EXTRACTED MATERIAL:
☆ ☆ ☆
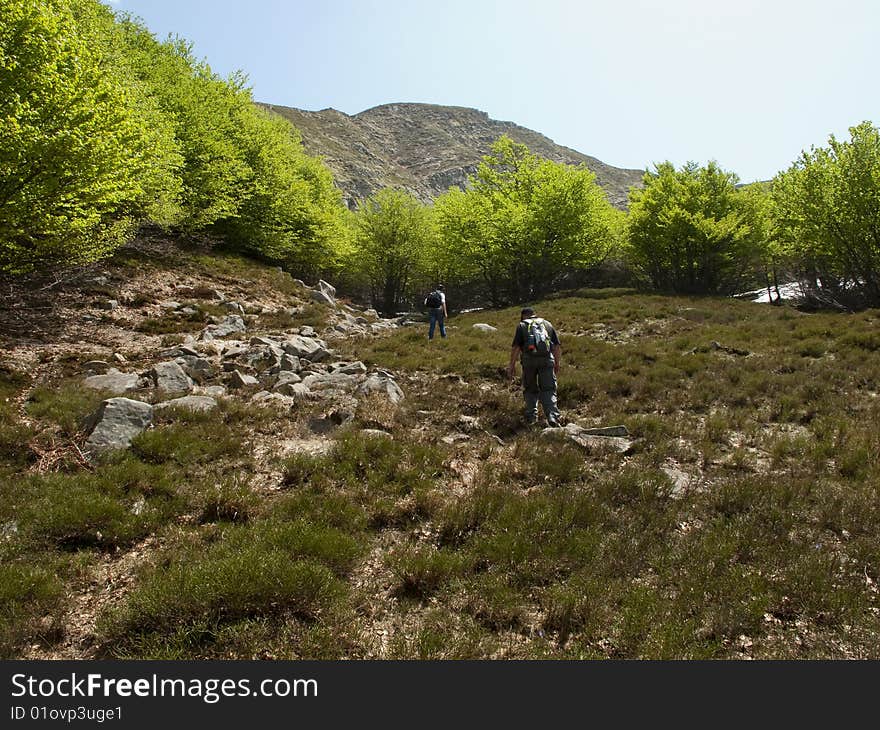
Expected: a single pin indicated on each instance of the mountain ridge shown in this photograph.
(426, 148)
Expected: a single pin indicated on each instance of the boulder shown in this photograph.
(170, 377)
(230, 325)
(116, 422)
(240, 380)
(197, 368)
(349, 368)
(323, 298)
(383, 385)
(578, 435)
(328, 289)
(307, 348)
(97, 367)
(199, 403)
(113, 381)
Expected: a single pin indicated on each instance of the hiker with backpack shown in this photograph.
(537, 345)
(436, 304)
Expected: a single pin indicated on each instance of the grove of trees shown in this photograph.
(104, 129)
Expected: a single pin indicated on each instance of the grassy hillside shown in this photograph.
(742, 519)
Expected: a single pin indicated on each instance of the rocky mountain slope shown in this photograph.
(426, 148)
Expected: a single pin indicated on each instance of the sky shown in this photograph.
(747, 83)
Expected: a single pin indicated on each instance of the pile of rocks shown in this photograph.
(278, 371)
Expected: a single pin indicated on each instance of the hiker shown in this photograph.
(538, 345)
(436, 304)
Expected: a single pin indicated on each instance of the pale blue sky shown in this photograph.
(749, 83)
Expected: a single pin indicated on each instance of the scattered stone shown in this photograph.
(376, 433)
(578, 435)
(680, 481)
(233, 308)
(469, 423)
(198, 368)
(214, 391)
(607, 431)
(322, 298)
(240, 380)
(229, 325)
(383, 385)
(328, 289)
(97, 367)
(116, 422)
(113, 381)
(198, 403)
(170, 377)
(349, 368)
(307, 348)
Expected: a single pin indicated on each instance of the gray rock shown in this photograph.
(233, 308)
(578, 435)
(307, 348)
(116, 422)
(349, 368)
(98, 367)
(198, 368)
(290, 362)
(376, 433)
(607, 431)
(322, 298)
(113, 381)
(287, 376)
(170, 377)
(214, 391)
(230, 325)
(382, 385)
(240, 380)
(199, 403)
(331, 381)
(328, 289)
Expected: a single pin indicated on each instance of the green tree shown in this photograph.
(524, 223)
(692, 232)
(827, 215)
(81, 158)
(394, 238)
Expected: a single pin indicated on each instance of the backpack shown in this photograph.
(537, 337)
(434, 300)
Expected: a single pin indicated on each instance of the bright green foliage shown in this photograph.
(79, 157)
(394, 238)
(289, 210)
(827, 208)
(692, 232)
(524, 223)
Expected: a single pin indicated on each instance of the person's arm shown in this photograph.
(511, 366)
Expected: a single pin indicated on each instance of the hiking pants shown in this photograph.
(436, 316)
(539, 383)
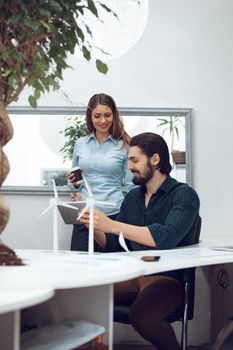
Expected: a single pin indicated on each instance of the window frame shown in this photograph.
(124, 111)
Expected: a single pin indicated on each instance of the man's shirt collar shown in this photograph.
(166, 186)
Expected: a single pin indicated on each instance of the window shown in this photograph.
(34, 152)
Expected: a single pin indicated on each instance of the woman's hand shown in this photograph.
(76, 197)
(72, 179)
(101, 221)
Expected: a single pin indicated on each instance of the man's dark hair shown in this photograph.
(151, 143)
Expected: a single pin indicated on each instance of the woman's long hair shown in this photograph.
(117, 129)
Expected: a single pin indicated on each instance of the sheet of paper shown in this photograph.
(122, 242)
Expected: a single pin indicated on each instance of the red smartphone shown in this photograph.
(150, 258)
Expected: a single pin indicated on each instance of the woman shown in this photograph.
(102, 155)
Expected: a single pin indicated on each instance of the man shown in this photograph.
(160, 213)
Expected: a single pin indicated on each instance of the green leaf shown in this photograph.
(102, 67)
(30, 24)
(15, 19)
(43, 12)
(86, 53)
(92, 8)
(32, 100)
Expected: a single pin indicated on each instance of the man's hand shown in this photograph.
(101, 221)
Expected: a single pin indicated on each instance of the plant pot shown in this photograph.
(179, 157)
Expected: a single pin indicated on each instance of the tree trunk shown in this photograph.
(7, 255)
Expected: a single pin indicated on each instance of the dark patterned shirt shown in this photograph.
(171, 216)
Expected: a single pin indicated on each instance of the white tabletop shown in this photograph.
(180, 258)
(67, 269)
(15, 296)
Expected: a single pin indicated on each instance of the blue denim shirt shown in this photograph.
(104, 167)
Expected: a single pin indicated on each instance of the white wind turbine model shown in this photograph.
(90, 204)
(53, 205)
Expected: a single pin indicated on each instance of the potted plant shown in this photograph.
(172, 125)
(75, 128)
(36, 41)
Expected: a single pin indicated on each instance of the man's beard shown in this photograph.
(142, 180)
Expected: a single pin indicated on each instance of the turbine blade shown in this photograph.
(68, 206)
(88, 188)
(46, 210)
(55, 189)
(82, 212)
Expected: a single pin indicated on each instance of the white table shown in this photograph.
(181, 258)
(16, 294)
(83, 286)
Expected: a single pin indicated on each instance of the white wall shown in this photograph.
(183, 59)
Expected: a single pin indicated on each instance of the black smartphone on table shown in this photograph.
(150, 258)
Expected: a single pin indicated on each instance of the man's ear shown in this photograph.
☆ ☆ ☆
INSTRUCTIONS TO FOLLOW: Copy every entry word for word, but omit the pictures.

EXERCISE SOLUTION:
Expected: a single pin indicated on each instance of the mountain ridge shown in this photograph.
(426, 148)
Expected: a single pin indicated on each instance of the boulder shown in this photograph.
(170, 377)
(230, 325)
(116, 422)
(240, 380)
(197, 368)
(349, 368)
(323, 298)
(383, 385)
(578, 435)
(328, 289)
(307, 348)
(97, 367)
(199, 403)
(113, 381)
Expected: a single pin indicated on each instance of the hiker with backpack shown in this photograph.
(537, 345)
(436, 304)
Expected: a single pin indicated on each instance of the grove of trees shown in this photograph.
(104, 129)
Expected: a single pin indicated on each instance of the grassy hillside shown in this photograph.
(742, 519)
Expected: a single pin indicated on each instance of the rocky mountain slope shown in this photograph.
(426, 148)
Expected: a single pin indicated on each instance of the sky shown in this photograph.
(747, 83)
Expected: a single pin indicated on each instance of the pile of rocks shown in this photograph.
(278, 371)
Expected: a single pin indicated on each instance of the hiker shown in this photograph.
(538, 345)
(436, 304)
Expected: a single pin indicated on each instance of the pale blue sky shown in this photograph.
(749, 83)
Expected: a single pin indicated on each instance of the scattered stone shown in this photograph.
(376, 433)
(578, 435)
(680, 481)
(233, 308)
(469, 423)
(198, 368)
(214, 391)
(607, 431)
(322, 298)
(240, 380)
(229, 325)
(383, 385)
(328, 289)
(97, 367)
(116, 422)
(113, 381)
(198, 403)
(170, 377)
(349, 368)
(307, 348)
Expected: a single pin indicated on each instance of the gray rock shown in this photograph.
(233, 308)
(578, 435)
(307, 348)
(116, 422)
(349, 368)
(98, 367)
(198, 368)
(290, 362)
(376, 433)
(607, 431)
(322, 298)
(113, 381)
(287, 376)
(170, 377)
(214, 391)
(230, 325)
(382, 385)
(240, 380)
(199, 403)
(331, 381)
(328, 289)
Expected: a single pin indicated on each instance of the green tree shown in this photograph.
(524, 223)
(692, 232)
(827, 215)
(81, 158)
(394, 238)
Expected: a single pin indicated on each instance of the backpack shown in this photograph.
(537, 337)
(434, 300)
Expected: a single pin indicated on each instance of the bright green foliage shown in this photograph.
(79, 157)
(394, 238)
(289, 210)
(827, 208)
(692, 232)
(524, 223)
Expected: a single pin indicated on each instance of the person's arm shown in this photograph.
(511, 366)
Expected: a single pin indicated on each instance of the hiking pants shown in this photograph.
(436, 316)
(539, 383)
Expected: a single pin indicated on each instance of the window frame shown in this photograph.
(124, 111)
Expected: a single pin indicated on each instance of the man's shirt collar shown in this photograph.
(166, 186)
Expected: a single pin indicated on each instance of the window shown in this photograph.
(34, 152)
Expected: a single pin indicated on each instance of the woman's hand shown in this photograph.
(76, 197)
(72, 179)
(101, 221)
Expected: a single pin indicated on each instance of the man's dark hair shown in this photograph.
(151, 143)
Expected: a single pin indicated on each instance of the woman's long hair shown in this photograph.
(117, 129)
Expected: a single pin indicated on each instance of the sheet of paper shown in this photograph.
(122, 242)
Expected: a single pin indicated on each instance of the red smartphone shown in this photograph.
(150, 258)
Expected: a single pin indicated on each instance of the woman shown in this photograph.
(102, 155)
Expected: a single pin indicated on each instance of the man shown in this photograph.
(160, 213)
Expected: a single pin indicated on each instance of the green leaf shown in this photograph.
(102, 67)
(30, 24)
(15, 19)
(43, 12)
(86, 53)
(92, 8)
(32, 100)
Expected: a single pin indicated on each instance of the man's hand shown in this photograph.
(101, 221)
Expected: a single pin indicated on each instance of the plant pot shown in this photograph.
(179, 157)
Expected: a single pin indicated on each instance of the tree trunk shown in this photograph.
(7, 255)
Expected: a single pin indicated on each instance of the dark patterned shirt shown in this photograph.
(171, 216)
Expected: a single pin indicated on each instance of the white tabletop shown in this photograph.
(180, 258)
(67, 269)
(15, 296)
Expected: a single pin indicated on each instance of the blue denim shirt shown in this photograph.
(104, 167)
Expected: a single pin indicated on each instance of the white wind turbine model shown in this photograph.
(90, 204)
(53, 205)
Expected: a single pin indicated on each instance of the potted plant shown in this photograph.
(172, 125)
(75, 128)
(36, 41)
Expected: a single pin indicated on each instance of the man's beard shown in this photograph.
(142, 180)
Expected: a single pin indicated on each instance of the turbine blade shown in this photograph.
(68, 206)
(88, 188)
(46, 210)
(55, 189)
(82, 212)
Expected: a single pin indicated on each instance of the white table shown in this photograph.
(181, 258)
(16, 294)
(83, 286)
Expected: a single pin indicated on each instance of the white wall shown in this photograph.
(183, 59)
Expected: a single pin indicated on each instance of the black smartphone on table shown in this photograph.
(150, 258)
Expected: a single pin indicated on each instance of the man's ear shown in this photograph.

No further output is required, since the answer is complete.